### EXCERPT

Peak shift


Dear Artist,

Nigel Spivey, in his insightful book How Art Made the World, speculates on “peak shift.” It’s a concept that comes from research into both human and animal behaviour. A neurological principle, peak shift says we need exaggeration to make our lives interesting. Spivey asks, “Is it possible that a primeval instinct explains why humans like to create unrealistic images?”

Nudist Family, 2009 Oil on canvas 39 3/10 × 52 1/2 inches by Fernando Botero (b. 1932)

Nudist Family, 2009
Oil on canvas
39 3/10 × 52 1/2 inches
by Fernando Botero (b. 1932)

Spivey cites the Venus of Willendorf, a round little female figurine that just happens to be 30,000 years old. Some anthropologists think this broad-beamed and buxom girl is the world’s oldest three-dimensional joke. Others think differently. Fashioned by someone in a harsh, ice-age environment, it’s an example of female steatopygia (fat-bottomedness) at a time when fatness and fertility might have been highly desirable. Where emaciation and hunger were the norm, fatness was the fashionable dream. With peak shift in spades, this four-inch sculpture might have excited people rather than serving as a source of mirth.

######
### RECORDS

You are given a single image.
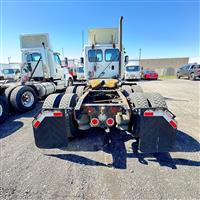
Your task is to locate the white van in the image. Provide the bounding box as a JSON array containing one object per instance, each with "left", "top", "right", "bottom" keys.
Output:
[{"left": 125, "top": 64, "right": 142, "bottom": 80}]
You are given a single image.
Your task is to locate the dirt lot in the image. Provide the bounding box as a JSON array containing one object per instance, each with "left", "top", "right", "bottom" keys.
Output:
[{"left": 0, "top": 79, "right": 200, "bottom": 200}]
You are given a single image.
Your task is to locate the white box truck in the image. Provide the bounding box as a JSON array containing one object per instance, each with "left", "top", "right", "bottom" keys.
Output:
[{"left": 0, "top": 33, "right": 73, "bottom": 122}]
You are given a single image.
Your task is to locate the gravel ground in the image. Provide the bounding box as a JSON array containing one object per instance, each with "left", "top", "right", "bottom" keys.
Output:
[{"left": 0, "top": 79, "right": 200, "bottom": 200}]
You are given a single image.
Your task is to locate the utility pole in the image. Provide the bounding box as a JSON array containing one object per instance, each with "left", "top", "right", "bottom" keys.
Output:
[
  {"left": 62, "top": 48, "right": 65, "bottom": 58},
  {"left": 82, "top": 31, "right": 84, "bottom": 51},
  {"left": 8, "top": 56, "right": 11, "bottom": 64},
  {"left": 139, "top": 48, "right": 142, "bottom": 64}
]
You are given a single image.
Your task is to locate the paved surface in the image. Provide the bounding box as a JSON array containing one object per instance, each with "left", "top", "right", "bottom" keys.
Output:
[{"left": 0, "top": 80, "right": 200, "bottom": 200}]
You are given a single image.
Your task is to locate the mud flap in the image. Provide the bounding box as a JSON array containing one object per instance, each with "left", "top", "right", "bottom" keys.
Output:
[
  {"left": 135, "top": 109, "right": 177, "bottom": 153},
  {"left": 33, "top": 109, "right": 68, "bottom": 149}
]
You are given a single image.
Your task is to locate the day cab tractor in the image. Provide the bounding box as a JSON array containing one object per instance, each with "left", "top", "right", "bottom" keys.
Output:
[
  {"left": 0, "top": 33, "right": 73, "bottom": 123},
  {"left": 33, "top": 18, "right": 177, "bottom": 152}
]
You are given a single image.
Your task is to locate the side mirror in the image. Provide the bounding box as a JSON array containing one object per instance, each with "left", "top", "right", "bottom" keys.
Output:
[
  {"left": 124, "top": 56, "right": 129, "bottom": 64},
  {"left": 80, "top": 57, "right": 84, "bottom": 64}
]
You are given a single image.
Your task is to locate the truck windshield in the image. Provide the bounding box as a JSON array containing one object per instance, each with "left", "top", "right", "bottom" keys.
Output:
[
  {"left": 88, "top": 49, "right": 103, "bottom": 62},
  {"left": 77, "top": 67, "right": 84, "bottom": 73},
  {"left": 3, "top": 69, "right": 17, "bottom": 74},
  {"left": 126, "top": 66, "right": 140, "bottom": 72},
  {"left": 105, "top": 49, "right": 119, "bottom": 62},
  {"left": 26, "top": 52, "right": 41, "bottom": 62}
]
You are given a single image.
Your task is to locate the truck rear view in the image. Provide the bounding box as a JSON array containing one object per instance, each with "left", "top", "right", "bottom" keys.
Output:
[{"left": 33, "top": 16, "right": 177, "bottom": 152}]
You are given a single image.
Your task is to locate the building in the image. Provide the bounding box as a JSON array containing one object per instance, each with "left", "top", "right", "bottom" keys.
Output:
[
  {"left": 0, "top": 63, "right": 21, "bottom": 70},
  {"left": 130, "top": 57, "right": 189, "bottom": 75}
]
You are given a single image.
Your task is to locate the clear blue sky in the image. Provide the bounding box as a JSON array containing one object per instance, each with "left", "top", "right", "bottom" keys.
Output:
[{"left": 0, "top": 0, "right": 200, "bottom": 62}]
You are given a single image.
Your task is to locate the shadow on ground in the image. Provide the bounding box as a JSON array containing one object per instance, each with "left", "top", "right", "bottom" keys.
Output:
[
  {"left": 46, "top": 129, "right": 200, "bottom": 169},
  {"left": 0, "top": 102, "right": 42, "bottom": 139}
]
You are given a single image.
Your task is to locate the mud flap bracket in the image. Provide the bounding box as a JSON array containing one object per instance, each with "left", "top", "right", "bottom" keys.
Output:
[
  {"left": 134, "top": 108, "right": 177, "bottom": 153},
  {"left": 32, "top": 109, "right": 68, "bottom": 149}
]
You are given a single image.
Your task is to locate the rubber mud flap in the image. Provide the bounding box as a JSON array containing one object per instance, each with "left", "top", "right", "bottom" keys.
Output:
[
  {"left": 33, "top": 110, "right": 68, "bottom": 149},
  {"left": 136, "top": 110, "right": 177, "bottom": 153}
]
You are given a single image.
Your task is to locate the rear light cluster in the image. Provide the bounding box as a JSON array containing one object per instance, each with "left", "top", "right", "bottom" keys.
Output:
[
  {"left": 33, "top": 120, "right": 41, "bottom": 128},
  {"left": 106, "top": 118, "right": 115, "bottom": 126},
  {"left": 90, "top": 118, "right": 115, "bottom": 127},
  {"left": 90, "top": 118, "right": 99, "bottom": 126}
]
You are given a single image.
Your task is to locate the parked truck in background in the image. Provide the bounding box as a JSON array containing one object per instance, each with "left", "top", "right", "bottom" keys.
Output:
[
  {"left": 176, "top": 63, "right": 200, "bottom": 80},
  {"left": 33, "top": 17, "right": 177, "bottom": 152},
  {"left": 0, "top": 33, "right": 73, "bottom": 122}
]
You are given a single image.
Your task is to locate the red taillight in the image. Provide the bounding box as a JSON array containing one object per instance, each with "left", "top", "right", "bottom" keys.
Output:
[
  {"left": 169, "top": 120, "right": 177, "bottom": 129},
  {"left": 87, "top": 107, "right": 95, "bottom": 113},
  {"left": 53, "top": 111, "right": 62, "bottom": 117},
  {"left": 90, "top": 118, "right": 99, "bottom": 126},
  {"left": 33, "top": 121, "right": 40, "bottom": 128},
  {"left": 144, "top": 111, "right": 154, "bottom": 117},
  {"left": 106, "top": 118, "right": 115, "bottom": 126}
]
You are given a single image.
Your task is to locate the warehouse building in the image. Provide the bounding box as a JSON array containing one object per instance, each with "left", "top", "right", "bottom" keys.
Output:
[{"left": 130, "top": 57, "right": 189, "bottom": 75}]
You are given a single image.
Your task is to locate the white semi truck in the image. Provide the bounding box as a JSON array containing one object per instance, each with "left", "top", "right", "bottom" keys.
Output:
[
  {"left": 0, "top": 33, "right": 73, "bottom": 123},
  {"left": 33, "top": 17, "right": 177, "bottom": 152}
]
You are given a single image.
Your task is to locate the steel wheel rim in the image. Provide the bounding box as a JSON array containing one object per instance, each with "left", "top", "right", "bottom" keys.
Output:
[{"left": 21, "top": 91, "right": 35, "bottom": 108}]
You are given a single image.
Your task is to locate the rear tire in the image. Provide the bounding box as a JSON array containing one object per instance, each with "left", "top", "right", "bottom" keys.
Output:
[
  {"left": 0, "top": 97, "right": 9, "bottom": 124},
  {"left": 65, "top": 85, "right": 76, "bottom": 94},
  {"left": 42, "top": 94, "right": 63, "bottom": 109},
  {"left": 59, "top": 94, "right": 79, "bottom": 138},
  {"left": 145, "top": 93, "right": 167, "bottom": 108},
  {"left": 10, "top": 86, "right": 37, "bottom": 112},
  {"left": 189, "top": 73, "right": 195, "bottom": 81}
]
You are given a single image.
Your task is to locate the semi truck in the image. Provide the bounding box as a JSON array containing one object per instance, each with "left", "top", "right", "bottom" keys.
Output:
[
  {"left": 0, "top": 33, "right": 73, "bottom": 123},
  {"left": 32, "top": 17, "right": 177, "bottom": 152}
]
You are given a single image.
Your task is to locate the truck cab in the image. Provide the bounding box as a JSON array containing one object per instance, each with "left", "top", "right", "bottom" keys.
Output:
[
  {"left": 125, "top": 64, "right": 142, "bottom": 80},
  {"left": 83, "top": 28, "right": 124, "bottom": 80},
  {"left": 20, "top": 34, "right": 72, "bottom": 85}
]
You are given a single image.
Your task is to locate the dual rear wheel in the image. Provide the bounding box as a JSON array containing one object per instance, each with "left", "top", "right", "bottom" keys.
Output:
[{"left": 42, "top": 93, "right": 78, "bottom": 138}]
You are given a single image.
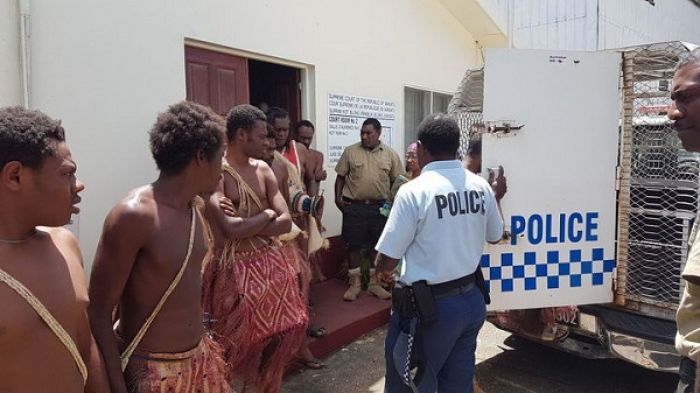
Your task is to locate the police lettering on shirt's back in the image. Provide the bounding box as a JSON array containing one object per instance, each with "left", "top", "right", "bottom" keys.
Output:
[{"left": 376, "top": 160, "right": 503, "bottom": 285}]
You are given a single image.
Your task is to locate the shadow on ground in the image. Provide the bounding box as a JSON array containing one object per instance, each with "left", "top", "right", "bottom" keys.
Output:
[{"left": 477, "top": 336, "right": 678, "bottom": 393}]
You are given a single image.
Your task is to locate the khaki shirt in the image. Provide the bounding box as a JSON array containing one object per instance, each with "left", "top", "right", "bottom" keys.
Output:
[
  {"left": 335, "top": 142, "right": 405, "bottom": 200},
  {"left": 676, "top": 219, "right": 700, "bottom": 361}
]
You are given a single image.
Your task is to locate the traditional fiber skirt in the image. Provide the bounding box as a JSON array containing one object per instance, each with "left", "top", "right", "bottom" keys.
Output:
[
  {"left": 203, "top": 246, "right": 309, "bottom": 392},
  {"left": 280, "top": 240, "right": 311, "bottom": 303},
  {"left": 124, "top": 336, "right": 233, "bottom": 393}
]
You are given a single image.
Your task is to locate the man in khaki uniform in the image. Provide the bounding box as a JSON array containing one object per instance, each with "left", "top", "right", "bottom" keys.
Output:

######

Reproduce the entire letter on peak shift above, word for word.

Peak shift


Dear Artist,

Nigel Spivey, in his insightful book How Art Made the World, speculates on “peak shift.” It’s a concept that comes from research into both human and animal behaviour. A neurological principle, peak shift says we need exaggeration to make our lives interesting. Spivey asks, “Is it possible that a primeval instinct explains why humans like to create unrealistic images?”

Nudist Family, 2009 Oil on canvas 39 3/10 × 52 1/2 inches by Fernando Botero (b. 1932)

Nudist Family, 2009
Oil on canvas
39 3/10 × 52 1/2 inches
by Fernando Botero (b. 1932)

Spivey cites the Venus of Willendorf, a round little female figurine that just happens to be 30,000 years old. Some anthropologists think this broad-beamed and buxom girl is the world’s oldest three-dimensional joke. Others think differently. Fashioned by someone in a harsh, ice-age environment, it’s an example of female steatopygia (fat-bottomedness) at a time when fatness and fertility might have been highly desirable. Where emaciation and hunger were the norm, fatness was the fashionable dream. With peak shift in spades, this four-inch sculpture might have excited people rather than serving as a source of mirth.